═════ Text extract

Knowledge Base

Preserving for the future: Shell scripts, AoC, and more

Shell alias: hide-song

I have a number of music albums in their entirety: I am a completionist! But that doesn't mean I like every song in the album. Rather than delete those bits, I set them aside. Gzipping alone isn't enough because vlc is smart enough to still play the audio. So I base64 them, and then gzip them (and then sink them into the swamp).

And then I wrote a shell function to do this for me, preserving timestamp. I like metadata; I don't like data.

══════════
═════ Data excerpts

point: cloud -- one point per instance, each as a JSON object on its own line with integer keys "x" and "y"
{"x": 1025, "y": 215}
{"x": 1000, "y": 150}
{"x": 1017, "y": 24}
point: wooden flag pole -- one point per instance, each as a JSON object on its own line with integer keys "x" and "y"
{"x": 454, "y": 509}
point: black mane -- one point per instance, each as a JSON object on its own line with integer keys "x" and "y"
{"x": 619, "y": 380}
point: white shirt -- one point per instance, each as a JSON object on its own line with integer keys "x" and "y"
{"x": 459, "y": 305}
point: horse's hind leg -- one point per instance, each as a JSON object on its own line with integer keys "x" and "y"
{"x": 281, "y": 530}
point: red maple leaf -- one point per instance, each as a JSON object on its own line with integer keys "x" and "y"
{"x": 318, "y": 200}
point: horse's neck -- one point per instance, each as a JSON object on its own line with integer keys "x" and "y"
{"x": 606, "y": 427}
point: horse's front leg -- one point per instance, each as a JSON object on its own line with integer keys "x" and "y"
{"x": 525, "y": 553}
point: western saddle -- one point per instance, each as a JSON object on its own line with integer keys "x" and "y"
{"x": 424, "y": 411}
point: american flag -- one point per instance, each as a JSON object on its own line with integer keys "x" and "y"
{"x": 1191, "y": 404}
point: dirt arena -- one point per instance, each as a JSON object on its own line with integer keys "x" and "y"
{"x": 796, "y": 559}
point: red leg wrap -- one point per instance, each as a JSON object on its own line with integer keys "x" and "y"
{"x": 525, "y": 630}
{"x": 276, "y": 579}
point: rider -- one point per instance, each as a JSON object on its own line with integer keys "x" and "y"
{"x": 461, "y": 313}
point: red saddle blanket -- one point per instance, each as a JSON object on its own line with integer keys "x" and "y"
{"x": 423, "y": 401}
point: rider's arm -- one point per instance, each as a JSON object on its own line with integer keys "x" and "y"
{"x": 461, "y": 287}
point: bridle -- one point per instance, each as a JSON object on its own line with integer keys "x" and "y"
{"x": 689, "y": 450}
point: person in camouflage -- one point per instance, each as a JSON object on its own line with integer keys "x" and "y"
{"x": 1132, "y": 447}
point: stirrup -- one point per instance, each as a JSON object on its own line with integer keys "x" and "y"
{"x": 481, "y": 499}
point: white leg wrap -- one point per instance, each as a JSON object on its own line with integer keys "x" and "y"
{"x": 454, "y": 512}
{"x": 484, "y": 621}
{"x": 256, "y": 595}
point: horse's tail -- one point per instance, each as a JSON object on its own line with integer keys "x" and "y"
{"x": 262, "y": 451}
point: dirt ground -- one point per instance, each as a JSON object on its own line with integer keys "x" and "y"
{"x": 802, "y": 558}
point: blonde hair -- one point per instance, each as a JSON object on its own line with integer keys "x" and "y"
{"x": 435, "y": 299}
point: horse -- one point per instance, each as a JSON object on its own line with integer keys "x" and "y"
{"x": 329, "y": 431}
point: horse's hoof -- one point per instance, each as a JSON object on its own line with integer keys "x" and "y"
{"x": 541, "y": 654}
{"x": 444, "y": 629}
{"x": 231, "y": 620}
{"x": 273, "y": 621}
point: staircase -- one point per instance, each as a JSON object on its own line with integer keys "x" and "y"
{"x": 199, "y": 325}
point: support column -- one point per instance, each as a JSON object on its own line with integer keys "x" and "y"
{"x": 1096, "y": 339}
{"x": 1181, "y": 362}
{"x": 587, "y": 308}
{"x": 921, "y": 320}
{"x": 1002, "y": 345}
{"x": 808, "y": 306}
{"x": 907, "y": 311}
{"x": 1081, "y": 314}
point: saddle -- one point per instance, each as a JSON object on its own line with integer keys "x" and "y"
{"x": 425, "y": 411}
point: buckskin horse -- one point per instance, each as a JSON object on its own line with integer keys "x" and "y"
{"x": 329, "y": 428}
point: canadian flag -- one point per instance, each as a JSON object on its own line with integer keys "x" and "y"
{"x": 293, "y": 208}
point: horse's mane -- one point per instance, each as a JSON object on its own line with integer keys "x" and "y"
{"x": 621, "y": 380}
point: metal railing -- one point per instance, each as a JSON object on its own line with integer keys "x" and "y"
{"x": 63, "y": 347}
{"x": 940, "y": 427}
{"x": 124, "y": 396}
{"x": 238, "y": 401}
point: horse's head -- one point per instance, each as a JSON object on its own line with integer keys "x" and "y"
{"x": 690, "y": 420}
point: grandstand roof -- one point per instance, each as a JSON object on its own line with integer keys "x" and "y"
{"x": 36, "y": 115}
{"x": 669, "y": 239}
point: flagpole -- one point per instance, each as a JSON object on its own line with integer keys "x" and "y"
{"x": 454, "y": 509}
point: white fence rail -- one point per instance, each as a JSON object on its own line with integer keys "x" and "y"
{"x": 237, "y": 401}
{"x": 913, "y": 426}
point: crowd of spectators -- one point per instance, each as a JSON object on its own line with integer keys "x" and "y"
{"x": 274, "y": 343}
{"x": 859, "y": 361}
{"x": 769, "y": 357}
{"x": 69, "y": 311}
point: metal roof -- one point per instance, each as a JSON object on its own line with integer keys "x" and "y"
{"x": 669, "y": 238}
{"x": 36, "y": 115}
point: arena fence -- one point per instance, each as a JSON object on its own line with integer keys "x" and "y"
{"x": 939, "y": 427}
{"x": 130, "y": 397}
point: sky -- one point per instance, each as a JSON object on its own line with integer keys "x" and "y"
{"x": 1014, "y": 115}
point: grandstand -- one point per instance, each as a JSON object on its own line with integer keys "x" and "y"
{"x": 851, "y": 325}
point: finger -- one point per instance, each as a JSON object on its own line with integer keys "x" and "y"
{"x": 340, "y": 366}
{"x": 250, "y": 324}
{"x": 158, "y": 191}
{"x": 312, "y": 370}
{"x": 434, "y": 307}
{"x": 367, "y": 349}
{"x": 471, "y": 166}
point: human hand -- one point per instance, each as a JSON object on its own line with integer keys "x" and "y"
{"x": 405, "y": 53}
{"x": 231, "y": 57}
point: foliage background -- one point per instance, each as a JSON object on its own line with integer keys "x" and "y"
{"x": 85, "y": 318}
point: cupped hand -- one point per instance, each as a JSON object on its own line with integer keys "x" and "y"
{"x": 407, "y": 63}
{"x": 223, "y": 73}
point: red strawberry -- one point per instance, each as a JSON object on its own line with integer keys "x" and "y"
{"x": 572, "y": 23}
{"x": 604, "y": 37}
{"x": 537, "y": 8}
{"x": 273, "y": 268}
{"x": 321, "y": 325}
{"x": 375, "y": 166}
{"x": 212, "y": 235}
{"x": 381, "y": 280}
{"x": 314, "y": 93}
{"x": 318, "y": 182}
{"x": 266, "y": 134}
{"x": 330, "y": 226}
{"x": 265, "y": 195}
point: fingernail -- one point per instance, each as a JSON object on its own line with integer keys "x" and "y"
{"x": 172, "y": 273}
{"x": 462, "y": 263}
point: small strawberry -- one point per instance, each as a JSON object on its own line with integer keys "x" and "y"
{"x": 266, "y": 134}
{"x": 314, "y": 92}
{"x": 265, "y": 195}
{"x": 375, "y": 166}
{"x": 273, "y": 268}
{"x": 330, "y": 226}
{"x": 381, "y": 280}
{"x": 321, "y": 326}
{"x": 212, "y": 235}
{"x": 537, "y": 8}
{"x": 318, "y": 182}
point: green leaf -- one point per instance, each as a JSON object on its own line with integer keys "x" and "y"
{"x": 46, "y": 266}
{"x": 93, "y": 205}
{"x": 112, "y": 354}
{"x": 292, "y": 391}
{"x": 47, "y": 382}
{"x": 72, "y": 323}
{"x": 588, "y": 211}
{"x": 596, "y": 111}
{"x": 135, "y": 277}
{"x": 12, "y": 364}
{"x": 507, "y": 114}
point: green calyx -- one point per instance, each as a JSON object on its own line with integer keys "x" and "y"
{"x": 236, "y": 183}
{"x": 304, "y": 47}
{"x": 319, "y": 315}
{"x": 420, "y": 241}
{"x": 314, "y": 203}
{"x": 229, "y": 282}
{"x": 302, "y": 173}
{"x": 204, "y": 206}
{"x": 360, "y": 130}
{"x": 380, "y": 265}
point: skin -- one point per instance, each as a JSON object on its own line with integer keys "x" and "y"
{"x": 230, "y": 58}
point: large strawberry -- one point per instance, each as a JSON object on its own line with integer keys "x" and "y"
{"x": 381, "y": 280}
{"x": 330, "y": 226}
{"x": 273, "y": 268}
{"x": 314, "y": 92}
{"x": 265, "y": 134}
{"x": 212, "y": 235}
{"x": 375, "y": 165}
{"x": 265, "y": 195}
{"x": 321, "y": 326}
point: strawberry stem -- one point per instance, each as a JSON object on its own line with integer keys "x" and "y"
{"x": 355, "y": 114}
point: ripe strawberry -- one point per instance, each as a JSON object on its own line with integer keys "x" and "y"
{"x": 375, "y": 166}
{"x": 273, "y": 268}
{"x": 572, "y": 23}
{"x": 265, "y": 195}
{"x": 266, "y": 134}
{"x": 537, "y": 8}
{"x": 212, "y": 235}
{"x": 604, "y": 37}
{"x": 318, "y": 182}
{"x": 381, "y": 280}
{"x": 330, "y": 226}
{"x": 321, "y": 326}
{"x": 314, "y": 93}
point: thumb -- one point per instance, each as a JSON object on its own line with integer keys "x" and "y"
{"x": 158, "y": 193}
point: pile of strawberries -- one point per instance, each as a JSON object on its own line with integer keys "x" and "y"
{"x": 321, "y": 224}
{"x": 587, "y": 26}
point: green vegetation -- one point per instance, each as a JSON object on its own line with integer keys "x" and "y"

══════════

## Things to do
• 1. According to the hide-song post, why is gzipping a song alone not enough?
• 2. Proceed with the hide-song shell alias post from its final sentence.

## Solved tasks
• 1. Because vlc is smart enough to still play the audio.

• 2.
hide-song() { _i="${1}" ; test ! -f "${_i}" && return 1 ; <"${_i}" base64 >"${_i%%.mp3}.b64" && touch --reference "${_i}" "${_i%%.mp3}.b64" && gzip "${_i%%.mp3}.b64" && \rm "${_i}" ; }
unhide-song() { _i="${1}" ; gunzip "${_i}" && <"${_i%%.gz}" base64 -d > "${_i%%.b64.gz}.mp3" && touch --reference "${_i%%.gz}" "${_i%%.b64.gz}.mp3" && \rm "${_i%%.gz}" ; }

Because I need more word-count, let's explain these.

hide-song() {
    _i="${1}"
    test ! -f "${_i}" && return 1
    <"${_i}" base64 >"${_i%%.mp3}.b64" && \
        touch --reference "${_i}" "${_i%%.mp3}.b64" && \
        gzip "${_i%%.mp3}.b64" && \
        \rm "${_i}"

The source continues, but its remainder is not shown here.